◆ **Directions**
Identify every line in the records below that contains the word "beach", and reproduce each one.

◆ **Items from a data source**
-------
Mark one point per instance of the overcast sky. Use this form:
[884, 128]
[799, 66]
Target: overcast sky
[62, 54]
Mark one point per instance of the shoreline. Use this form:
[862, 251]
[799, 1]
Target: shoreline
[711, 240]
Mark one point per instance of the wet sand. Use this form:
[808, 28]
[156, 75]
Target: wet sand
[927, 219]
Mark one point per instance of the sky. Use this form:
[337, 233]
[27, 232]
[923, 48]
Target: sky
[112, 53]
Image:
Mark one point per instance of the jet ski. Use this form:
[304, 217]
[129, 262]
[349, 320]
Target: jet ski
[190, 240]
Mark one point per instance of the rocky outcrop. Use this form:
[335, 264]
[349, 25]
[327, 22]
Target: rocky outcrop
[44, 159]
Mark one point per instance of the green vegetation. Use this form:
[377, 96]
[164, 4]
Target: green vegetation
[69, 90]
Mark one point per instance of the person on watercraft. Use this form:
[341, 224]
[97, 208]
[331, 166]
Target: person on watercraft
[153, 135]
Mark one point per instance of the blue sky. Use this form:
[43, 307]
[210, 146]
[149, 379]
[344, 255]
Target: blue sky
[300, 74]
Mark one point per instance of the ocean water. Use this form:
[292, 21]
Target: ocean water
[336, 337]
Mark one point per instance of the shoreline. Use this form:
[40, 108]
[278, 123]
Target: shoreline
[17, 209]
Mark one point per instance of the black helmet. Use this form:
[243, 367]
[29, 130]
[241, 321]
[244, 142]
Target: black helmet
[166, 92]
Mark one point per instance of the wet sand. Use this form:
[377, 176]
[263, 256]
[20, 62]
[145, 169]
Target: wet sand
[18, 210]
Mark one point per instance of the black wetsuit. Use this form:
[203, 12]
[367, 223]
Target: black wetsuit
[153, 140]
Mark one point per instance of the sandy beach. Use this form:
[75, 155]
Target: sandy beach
-------
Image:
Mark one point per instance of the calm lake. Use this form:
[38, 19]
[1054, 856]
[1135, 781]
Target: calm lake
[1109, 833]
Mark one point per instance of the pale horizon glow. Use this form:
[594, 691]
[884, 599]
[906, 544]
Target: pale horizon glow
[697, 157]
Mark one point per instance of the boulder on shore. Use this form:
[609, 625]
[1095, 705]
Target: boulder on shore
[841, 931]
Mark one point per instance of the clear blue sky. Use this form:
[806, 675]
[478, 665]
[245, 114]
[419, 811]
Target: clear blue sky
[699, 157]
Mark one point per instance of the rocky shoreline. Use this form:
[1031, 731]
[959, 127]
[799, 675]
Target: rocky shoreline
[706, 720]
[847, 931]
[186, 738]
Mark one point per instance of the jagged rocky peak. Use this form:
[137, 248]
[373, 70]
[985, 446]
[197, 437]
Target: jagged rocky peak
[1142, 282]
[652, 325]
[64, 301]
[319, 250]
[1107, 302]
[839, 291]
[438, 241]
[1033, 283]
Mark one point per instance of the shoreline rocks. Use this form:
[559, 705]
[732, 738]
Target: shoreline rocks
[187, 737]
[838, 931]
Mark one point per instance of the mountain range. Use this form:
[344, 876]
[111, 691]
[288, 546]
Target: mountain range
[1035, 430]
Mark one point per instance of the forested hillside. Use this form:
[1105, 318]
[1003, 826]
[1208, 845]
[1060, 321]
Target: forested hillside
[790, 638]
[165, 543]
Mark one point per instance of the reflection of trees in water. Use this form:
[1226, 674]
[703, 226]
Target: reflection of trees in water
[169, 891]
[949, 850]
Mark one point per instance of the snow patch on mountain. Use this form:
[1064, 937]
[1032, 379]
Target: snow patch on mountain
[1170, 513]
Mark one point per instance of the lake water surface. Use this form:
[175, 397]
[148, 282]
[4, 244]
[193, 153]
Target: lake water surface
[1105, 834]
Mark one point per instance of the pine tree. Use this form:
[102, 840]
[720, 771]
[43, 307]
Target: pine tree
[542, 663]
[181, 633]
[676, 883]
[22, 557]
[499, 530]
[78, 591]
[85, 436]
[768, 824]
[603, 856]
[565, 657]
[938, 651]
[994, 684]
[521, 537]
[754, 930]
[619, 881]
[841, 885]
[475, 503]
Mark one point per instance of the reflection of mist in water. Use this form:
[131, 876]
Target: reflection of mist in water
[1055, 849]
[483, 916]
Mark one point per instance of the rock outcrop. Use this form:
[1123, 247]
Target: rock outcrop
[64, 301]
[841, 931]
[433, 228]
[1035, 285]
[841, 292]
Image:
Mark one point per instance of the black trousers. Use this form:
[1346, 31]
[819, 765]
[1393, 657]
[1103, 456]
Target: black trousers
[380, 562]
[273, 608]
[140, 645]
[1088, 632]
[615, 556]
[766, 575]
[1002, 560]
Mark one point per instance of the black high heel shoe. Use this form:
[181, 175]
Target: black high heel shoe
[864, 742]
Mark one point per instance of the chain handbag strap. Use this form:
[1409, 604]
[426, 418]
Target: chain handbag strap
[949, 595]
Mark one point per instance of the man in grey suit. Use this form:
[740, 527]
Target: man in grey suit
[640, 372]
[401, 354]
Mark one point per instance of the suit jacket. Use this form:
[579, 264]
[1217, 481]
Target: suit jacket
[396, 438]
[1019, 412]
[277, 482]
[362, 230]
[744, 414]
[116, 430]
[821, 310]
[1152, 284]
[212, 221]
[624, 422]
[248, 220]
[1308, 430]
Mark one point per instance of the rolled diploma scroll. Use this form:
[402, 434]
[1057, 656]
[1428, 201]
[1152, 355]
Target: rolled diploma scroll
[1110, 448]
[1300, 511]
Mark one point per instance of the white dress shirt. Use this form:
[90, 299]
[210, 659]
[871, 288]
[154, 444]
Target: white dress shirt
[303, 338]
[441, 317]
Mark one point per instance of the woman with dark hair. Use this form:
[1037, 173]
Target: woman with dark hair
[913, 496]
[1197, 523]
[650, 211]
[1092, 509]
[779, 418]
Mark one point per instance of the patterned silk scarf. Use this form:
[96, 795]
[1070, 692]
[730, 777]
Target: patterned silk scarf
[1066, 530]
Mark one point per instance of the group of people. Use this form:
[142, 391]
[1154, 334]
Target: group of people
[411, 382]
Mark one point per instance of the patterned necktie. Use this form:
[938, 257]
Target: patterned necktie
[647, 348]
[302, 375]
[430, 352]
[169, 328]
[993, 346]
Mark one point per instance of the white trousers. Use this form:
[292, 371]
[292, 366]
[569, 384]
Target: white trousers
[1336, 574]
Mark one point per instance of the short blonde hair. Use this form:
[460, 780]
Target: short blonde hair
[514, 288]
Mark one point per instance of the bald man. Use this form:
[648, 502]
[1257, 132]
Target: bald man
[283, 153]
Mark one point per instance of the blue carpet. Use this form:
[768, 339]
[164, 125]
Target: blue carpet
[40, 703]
-------
◆ **Solution**
Mark one point per instance of the sandy beach. Use this form:
Target: sandy beach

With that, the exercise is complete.